THE PROBLEM
Print all the records below, word for word and in full.

───── SUPPLIED DATA

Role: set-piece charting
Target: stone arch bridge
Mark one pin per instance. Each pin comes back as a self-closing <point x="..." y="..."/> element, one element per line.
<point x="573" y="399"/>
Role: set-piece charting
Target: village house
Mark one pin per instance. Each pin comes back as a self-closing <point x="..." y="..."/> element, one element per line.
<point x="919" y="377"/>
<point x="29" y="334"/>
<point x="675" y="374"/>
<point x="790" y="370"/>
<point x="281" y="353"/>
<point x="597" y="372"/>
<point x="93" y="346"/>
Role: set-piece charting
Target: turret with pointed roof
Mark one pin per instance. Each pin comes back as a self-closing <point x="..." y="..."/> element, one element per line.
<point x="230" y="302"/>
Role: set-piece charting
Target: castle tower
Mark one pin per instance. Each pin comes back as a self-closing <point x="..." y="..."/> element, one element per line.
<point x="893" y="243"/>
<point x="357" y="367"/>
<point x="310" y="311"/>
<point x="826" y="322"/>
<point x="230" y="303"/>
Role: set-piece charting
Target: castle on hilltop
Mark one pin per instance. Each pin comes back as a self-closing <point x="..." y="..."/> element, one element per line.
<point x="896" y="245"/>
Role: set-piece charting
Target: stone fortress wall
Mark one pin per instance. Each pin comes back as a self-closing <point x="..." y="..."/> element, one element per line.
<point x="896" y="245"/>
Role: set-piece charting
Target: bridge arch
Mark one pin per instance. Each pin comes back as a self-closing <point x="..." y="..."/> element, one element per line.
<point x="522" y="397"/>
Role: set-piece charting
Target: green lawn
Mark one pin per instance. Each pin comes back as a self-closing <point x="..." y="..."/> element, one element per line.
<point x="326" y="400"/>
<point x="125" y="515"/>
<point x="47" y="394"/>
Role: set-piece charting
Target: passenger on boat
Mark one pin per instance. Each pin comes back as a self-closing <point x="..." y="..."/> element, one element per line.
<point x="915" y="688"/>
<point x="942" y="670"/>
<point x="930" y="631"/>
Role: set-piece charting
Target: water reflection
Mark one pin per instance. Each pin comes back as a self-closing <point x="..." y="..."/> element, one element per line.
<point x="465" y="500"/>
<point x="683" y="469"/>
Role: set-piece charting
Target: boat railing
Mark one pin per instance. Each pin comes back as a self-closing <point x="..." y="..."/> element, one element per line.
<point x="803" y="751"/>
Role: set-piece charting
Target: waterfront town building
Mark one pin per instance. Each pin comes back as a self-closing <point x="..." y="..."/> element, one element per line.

──────────

REPLY TO THE TASK
Role: set-piece charting
Target: stone arch bridge
Mark one pin per instance. Each pin comes back as a self-closing <point x="..." y="..."/> element, one element per line.
<point x="573" y="399"/>
Role: set-piece charting
Target: village house
Mark one pin per instance. Each pin comes back as a self-closing <point x="..." y="..."/> element, one element per line.
<point x="919" y="377"/>
<point x="29" y="334"/>
<point x="675" y="374"/>
<point x="790" y="370"/>
<point x="281" y="353"/>
<point x="597" y="372"/>
<point x="93" y="346"/>
Role: set-piece charting
Target: turret with pointed roof
Mark one pin per instance. Each pin comes back as a self-closing <point x="..." y="..."/> element, one element per line.
<point x="230" y="302"/>
Role: set-piece charting
Target: castle tower
Mark one pin per instance. Each pin comes back as a self-closing <point x="..." y="..."/> element, one element per line.
<point x="893" y="243"/>
<point x="357" y="367"/>
<point x="310" y="311"/>
<point x="826" y="322"/>
<point x="230" y="303"/>
Role: set-piece charting
Target: castle on hilltop
Mark one pin per instance. Each pin comes back as a self-closing <point x="..." y="..."/> element, one element per line.
<point x="896" y="245"/>
Role: set-piece charting
Target: stone fortress wall
Mark one pin per instance. Each pin comes back as a self-closing <point x="..." y="..."/> element, one element per line.
<point x="896" y="245"/>
Role: set-piece charting
Target: bridge arch
Mark one pin per instance. Each pin comes back as a self-closing <point x="..." y="..."/> element, one element per line.
<point x="522" y="397"/>
Role: set-piece charting
Target: green lawn
Mark one pin per instance. Each pin comes back as a self-closing <point x="..." y="..."/> element, one element per line.
<point x="326" y="400"/>
<point x="125" y="515"/>
<point x="47" y="394"/>
Role: set-piece charting
Target: passenger on boat
Mark one pin per instance. Each pin comes back as a self-closing <point x="..." y="..."/> element, one element per line.
<point x="915" y="688"/>
<point x="942" y="670"/>
<point x="930" y="631"/>
Role: set-piece charting
Target: water reflection
Mark one pin per instance. Each pin comes back as a self-closing <point x="..." y="..."/> element, one element per line.
<point x="465" y="500"/>
<point x="683" y="469"/>
Role: set-piece charting
Target: boat railing
Mark one pin per instance. Each pin comes back as a self-closing <point x="..." y="..."/> element, one element per line.
<point x="803" y="751"/>
Role: set-piece charting
Target: waterfront town building
Mark one pin per instance. Each pin comes back as a self-closing <point x="..." y="..."/> element, one element per line.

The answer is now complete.